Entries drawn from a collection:
--- START ---

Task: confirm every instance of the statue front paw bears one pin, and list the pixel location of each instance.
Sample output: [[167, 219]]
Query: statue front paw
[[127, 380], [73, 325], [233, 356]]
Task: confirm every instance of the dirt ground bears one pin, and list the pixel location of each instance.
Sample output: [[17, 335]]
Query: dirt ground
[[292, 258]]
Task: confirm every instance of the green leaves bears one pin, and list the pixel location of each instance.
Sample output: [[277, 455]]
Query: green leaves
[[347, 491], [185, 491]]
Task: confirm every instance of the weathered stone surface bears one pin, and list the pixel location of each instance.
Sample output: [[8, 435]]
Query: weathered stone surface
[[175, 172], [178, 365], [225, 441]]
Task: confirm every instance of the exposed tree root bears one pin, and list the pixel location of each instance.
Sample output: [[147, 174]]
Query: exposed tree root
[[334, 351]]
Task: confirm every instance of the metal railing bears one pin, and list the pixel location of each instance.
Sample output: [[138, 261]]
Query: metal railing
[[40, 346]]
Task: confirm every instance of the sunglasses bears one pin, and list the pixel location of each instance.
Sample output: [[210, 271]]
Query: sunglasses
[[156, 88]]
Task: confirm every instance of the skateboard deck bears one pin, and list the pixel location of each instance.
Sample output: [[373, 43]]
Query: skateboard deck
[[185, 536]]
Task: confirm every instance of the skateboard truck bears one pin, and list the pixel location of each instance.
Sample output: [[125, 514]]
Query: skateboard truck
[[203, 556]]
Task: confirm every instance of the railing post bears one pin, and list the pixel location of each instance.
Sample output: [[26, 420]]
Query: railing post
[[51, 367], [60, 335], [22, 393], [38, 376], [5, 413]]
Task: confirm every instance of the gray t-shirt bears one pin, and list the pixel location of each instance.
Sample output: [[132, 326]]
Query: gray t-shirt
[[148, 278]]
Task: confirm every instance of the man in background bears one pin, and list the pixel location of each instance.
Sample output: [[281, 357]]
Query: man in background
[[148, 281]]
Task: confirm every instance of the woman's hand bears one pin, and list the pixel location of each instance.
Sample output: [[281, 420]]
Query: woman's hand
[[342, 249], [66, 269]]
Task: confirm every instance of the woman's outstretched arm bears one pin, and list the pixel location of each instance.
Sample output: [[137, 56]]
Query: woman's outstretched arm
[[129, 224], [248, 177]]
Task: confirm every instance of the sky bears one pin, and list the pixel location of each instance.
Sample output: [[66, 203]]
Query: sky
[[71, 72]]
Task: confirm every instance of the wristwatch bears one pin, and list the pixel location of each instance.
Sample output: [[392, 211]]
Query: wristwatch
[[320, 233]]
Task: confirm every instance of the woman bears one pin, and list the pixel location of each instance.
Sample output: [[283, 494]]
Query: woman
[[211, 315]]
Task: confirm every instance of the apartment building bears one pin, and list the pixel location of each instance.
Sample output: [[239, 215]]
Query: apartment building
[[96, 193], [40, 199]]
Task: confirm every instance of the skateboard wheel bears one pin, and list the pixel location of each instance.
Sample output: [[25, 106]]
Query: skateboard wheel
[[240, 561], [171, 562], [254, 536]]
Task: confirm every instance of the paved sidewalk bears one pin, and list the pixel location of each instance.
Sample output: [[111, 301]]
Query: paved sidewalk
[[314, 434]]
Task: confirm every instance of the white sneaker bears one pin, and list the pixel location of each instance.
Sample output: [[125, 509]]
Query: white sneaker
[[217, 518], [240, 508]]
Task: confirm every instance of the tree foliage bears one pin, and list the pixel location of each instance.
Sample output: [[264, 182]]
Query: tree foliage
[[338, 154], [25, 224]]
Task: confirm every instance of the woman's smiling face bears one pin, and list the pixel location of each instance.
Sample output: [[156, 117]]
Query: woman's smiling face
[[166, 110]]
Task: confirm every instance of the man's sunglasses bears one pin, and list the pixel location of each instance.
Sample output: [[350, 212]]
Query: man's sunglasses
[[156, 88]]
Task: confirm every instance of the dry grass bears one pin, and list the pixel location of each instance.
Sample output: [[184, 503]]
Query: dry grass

--- END ---

■ BRIEF
Recast all of the records as a numbered list, dropping any blank lines.

■ RESULT
1. Task: confirm every instance of the statue front paw bears one pin, and list the pixel location of each instance.
2. Sample output: [[167, 219]]
3. Query: statue front paw
4. [[127, 380], [73, 325], [233, 356]]
5. Task: confirm every instance of the dirt ground bears one pin, and list the pixel location of each instance.
6. Sample output: [[17, 335]]
7. Query: dirt ground
8. [[292, 258]]
9. Task: confirm every instance of the green leaves bears one pin, and list the pixel location of each instance.
10. Sample output: [[277, 455]]
11. Query: green leaves
12. [[347, 491], [185, 491]]
13. Task: confirm every instance of the weathered stone surface bears one pin, and list the pixel location of each instance.
14. Sample output: [[8, 435]]
15. Query: weathered stone surface
16. [[175, 172], [178, 365], [225, 441]]
17. Task: confirm every instance of the exposed tree root bears one pin, and list the pixel location of each instance.
18. Sample output: [[147, 174]]
19. Query: exposed tree root
20. [[334, 351]]
21. Task: confirm every instance of the metal railing bears one pin, and list the pixel location of each instance.
22. Sample output: [[138, 261]]
23. Query: metal railing
24. [[40, 346]]
25. Task: confirm every instance of the sunglasses bears one pin, and list the pixel location of each instance.
26. Sample output: [[210, 271]]
27. Query: sunglasses
28. [[156, 88]]
29. Task: confirm every instance of the skateboard deck bears one pin, and list the pixel location of each instance.
30. Sample output: [[373, 43]]
31. Query: skateboard deck
32. [[185, 536]]
33. Task: confirm every instance of the skateboard truck bears one pin, and list the pixel location of each instance.
34. Sample output: [[125, 514]]
35. Query: skateboard truck
36. [[203, 556]]
37. Task: confirm every instance of the railing post bears one pin, and list the pixel location of each instance.
38. Sample output: [[26, 420]]
39. Query: railing post
40. [[51, 367], [60, 335], [22, 393], [38, 376], [5, 413]]
41. Task: confirm every instance of the gray t-shirt bears one pin, and list the pixel location of each instance.
42. Sample output: [[132, 326]]
43. Query: gray t-shirt
44. [[148, 278]]
45. Task: confirm every instance of the man in background bears one pin, and list the pixel location of each instance.
46. Sample output: [[281, 357]]
47. Query: man in background
48. [[148, 281]]
49. Task: confirm every instance of the woman's hand bears one pin, and list the pixel location of each instance.
50. Sample output: [[281, 420]]
51. Query: woman's hand
52. [[342, 249], [66, 269]]
53. Task: confirm every instance of the woman's outstretched arm bears one pin, and list the pixel location of each instance.
54. Sample output: [[137, 56]]
55. Query: woman's outstretched arm
56. [[129, 224], [248, 177]]
57. Task: confirm every instance of the sky bears one pin, and list the pixel location of each instance.
58. Sample output: [[66, 203]]
59. Query: sky
60. [[71, 72]]
61. Task: confirm every instance of the wristwatch bears one pin, and list the pixel location of each instance.
62. Sample output: [[392, 211]]
63. Query: wristwatch
64. [[320, 233]]
65. Task: confirm every instance of the woman bears one pin, and list the pixel location of each instance.
66. Sample output: [[283, 494]]
67. Query: woman
68. [[211, 315]]
69. Task: confirm every instance of the apartment building bears one pin, and list the pixel location of each instance.
70. Sample output: [[239, 215]]
71. Query: apartment building
72. [[96, 193], [40, 199]]
73. Task: confirm every instance of the skateboard wheel bears one pin, and list the pixel location of each instance.
74. Sample output: [[25, 106]]
75. Query: skateboard wheel
76. [[240, 561], [171, 562], [254, 536]]
77. Task: confirm every instance of the paved sidewalk bears one pin, and list the pixel location of each instance.
78. Sample output: [[111, 301]]
79. Query: paved sidewalk
80. [[314, 434]]
81. Task: confirm every instance of the white sneaker bears one pin, and list the pixel location of each instance.
82. Sample output: [[125, 509]]
83. Query: white sneaker
84. [[217, 518], [240, 508]]
85. Task: confirm every instance of the tree foliage bears one pin, and list the pixel location of each instance.
86. Sample output: [[264, 182]]
87. Query: tree foliage
88. [[338, 154], [25, 224]]
89. Task: confirm every instance of the woman's smiling face bears one pin, and list the pixel location of each instance.
90. Sample output: [[156, 117]]
91. Query: woman's smiling face
92. [[166, 110]]
93. Task: confirm every instance of the man's sunglasses bears one pin, and list the pixel location of each instance.
94. Sample output: [[350, 212]]
95. Query: man's sunglasses
96. [[156, 88]]
97. Task: confirm every instance of the dry grass bears one pin, and list the pixel location of each instance.
98. Sample output: [[184, 503]]
99. Query: dry grass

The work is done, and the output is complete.